[START Extracted data]
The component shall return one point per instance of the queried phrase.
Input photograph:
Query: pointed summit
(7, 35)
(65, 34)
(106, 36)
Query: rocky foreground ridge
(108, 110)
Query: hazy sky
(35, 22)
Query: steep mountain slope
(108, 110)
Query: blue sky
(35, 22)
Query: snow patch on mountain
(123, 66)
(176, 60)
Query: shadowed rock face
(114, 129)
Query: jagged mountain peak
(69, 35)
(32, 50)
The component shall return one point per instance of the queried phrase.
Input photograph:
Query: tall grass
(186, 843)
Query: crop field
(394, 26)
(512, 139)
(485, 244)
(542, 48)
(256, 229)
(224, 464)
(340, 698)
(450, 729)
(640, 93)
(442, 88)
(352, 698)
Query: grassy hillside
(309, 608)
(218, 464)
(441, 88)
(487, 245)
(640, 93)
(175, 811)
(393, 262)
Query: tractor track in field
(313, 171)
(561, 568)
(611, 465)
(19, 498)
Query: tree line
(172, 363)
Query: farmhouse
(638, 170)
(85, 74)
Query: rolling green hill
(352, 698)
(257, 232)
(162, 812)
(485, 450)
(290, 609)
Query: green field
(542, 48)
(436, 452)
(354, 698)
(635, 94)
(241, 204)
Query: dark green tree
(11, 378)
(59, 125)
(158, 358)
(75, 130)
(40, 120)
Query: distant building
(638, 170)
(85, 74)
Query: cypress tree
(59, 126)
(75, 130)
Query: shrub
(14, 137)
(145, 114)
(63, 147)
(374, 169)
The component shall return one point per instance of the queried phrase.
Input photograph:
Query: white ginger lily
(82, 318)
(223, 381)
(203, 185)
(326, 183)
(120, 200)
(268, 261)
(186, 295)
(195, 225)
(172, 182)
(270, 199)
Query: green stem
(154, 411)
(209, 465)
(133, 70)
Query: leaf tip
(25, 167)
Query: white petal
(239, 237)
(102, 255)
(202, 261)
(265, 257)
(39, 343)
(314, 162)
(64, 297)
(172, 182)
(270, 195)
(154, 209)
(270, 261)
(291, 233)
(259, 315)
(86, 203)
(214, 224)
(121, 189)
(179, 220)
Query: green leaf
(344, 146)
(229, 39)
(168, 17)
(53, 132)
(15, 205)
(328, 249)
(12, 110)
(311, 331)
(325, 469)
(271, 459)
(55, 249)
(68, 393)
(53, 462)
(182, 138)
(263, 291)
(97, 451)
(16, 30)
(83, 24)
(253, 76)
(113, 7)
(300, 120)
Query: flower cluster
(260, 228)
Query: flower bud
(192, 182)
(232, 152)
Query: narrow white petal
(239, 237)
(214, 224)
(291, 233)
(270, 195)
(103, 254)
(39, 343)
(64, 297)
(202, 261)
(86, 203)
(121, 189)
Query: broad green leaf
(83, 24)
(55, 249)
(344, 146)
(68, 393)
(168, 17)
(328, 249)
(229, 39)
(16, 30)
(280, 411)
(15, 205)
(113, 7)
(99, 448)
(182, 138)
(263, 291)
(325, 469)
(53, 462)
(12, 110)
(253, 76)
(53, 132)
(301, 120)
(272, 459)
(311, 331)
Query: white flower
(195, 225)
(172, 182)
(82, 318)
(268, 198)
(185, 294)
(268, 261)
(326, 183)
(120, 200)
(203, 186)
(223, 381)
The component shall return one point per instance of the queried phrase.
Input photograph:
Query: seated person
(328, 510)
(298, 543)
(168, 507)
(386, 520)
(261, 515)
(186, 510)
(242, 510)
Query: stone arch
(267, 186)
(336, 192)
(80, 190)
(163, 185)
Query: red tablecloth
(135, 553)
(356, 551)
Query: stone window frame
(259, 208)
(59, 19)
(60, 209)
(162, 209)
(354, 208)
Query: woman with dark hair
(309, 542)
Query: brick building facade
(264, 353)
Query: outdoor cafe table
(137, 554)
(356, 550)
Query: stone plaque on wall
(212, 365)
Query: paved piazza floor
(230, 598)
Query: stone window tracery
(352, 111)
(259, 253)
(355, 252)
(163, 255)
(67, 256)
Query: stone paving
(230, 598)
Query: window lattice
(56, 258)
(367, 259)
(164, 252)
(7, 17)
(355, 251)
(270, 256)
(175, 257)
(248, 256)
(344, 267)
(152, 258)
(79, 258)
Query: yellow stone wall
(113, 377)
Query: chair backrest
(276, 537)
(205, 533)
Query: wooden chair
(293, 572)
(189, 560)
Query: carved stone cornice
[END Extracted data]
The exercise
Rewrite every one of the records above, substituting "Source image" for each occurrence of "Input photograph" and leaving all other text unchanged.

Task response
The component shall return one point per instance of the queried phrase.
Source image:
Query: pointed summit
(7, 35)
(65, 34)
(106, 36)
Query: rocky foreground ridge
(108, 110)
Query: hazy sky
(35, 22)
Query: steep mountain slope
(108, 110)
Query: blue sky
(35, 22)
Query: snow patch on mountain
(123, 66)
(176, 60)
Query: shadowed rock face
(114, 129)
Query: jagged mountain peak
(69, 35)
(32, 50)
The component shall return one point per instance of the queried phrase.
Source image:
Query: tall grass
(186, 843)
Query: crop field
(394, 26)
(512, 139)
(485, 244)
(542, 48)
(256, 229)
(224, 464)
(340, 698)
(450, 729)
(640, 93)
(442, 88)
(352, 698)
Query: grassy hillside
(309, 608)
(218, 464)
(441, 88)
(487, 245)
(640, 93)
(175, 811)
(393, 262)
Query: tractor track in field
(313, 171)
(561, 568)
(611, 465)
(19, 498)
Query: tree line
(172, 363)
Query: farmhouse
(638, 170)
(85, 74)
Query: rolling green hill
(352, 698)
(257, 232)
(162, 812)
(485, 450)
(290, 609)
Query: green field
(542, 48)
(436, 452)
(354, 698)
(635, 94)
(241, 204)
Query: dark green tree
(11, 378)
(59, 125)
(158, 358)
(75, 130)
(40, 120)
Query: distant building
(638, 170)
(85, 74)
Query: cypress tree
(59, 126)
(75, 130)
Query: shrub
(14, 137)
(145, 114)
(63, 147)
(374, 169)
The component shall return one point per instance of the queried phrase.
Source image:
Query: white ginger lily
(82, 318)
(223, 381)
(203, 185)
(326, 183)
(120, 200)
(268, 261)
(186, 295)
(195, 225)
(172, 182)
(270, 199)
Query: green stem
(154, 411)
(209, 465)
(133, 70)
Query: leaf tip
(25, 167)
Query: white petal
(239, 237)
(102, 255)
(202, 261)
(265, 257)
(39, 343)
(314, 162)
(64, 297)
(172, 182)
(270, 195)
(154, 209)
(270, 261)
(291, 233)
(259, 315)
(86, 203)
(214, 224)
(121, 189)
(179, 220)
Query: green leaf
(344, 146)
(229, 39)
(168, 17)
(53, 132)
(15, 205)
(328, 249)
(12, 110)
(311, 331)
(325, 469)
(271, 459)
(55, 249)
(68, 393)
(53, 462)
(182, 138)
(263, 291)
(97, 451)
(16, 30)
(83, 24)
(253, 76)
(113, 7)
(300, 120)
Query: flower cluster
(260, 228)
Query: flower bud
(192, 182)
(232, 152)
Query: narrow white petal
(239, 237)
(214, 224)
(291, 233)
(270, 195)
(103, 254)
(39, 343)
(64, 297)
(202, 261)
(86, 203)
(121, 189)
Query: broad green leaf
(83, 24)
(55, 249)
(344, 146)
(68, 393)
(168, 17)
(328, 249)
(229, 39)
(16, 30)
(280, 411)
(15, 205)
(113, 7)
(99, 448)
(182, 138)
(263, 291)
(325, 469)
(53, 462)
(12, 110)
(253, 76)
(53, 132)
(301, 120)
(272, 459)
(311, 331)
Query: white flower
(195, 225)
(172, 182)
(82, 318)
(268, 198)
(185, 294)
(268, 261)
(326, 183)
(120, 200)
(203, 186)
(223, 381)
The component shall return one point per instance of the queried phrase.
Source image:
Query: seated person
(328, 510)
(298, 543)
(168, 507)
(386, 520)
(261, 515)
(186, 510)
(242, 510)
Query: stone arch
(267, 186)
(336, 192)
(80, 190)
(163, 185)
Query: red tablecloth
(135, 553)
(356, 551)
Query: stone window frame
(259, 208)
(59, 19)
(60, 209)
(162, 209)
(354, 208)
Query: woman with dark hair
(309, 542)
Query: brick building facade
(264, 353)
Query: outdoor cafe table
(137, 554)
(356, 550)
Query: stone plaque on wall
(212, 365)
Query: paved piazza floor
(230, 598)
Query: stone window tracery
(352, 111)
(259, 253)
(355, 252)
(163, 255)
(67, 256)
Query: stone paving
(230, 598)
Query: window lattice
(56, 258)
(367, 259)
(164, 252)
(7, 17)
(355, 251)
(270, 256)
(175, 257)
(248, 256)
(344, 267)
(152, 258)
(79, 258)
Query: yellow stone wall
(113, 377)
Query: chair backrest
(276, 537)
(205, 533)
Query: wooden chair
(293, 572)
(189, 560)
Query: carved stone cornice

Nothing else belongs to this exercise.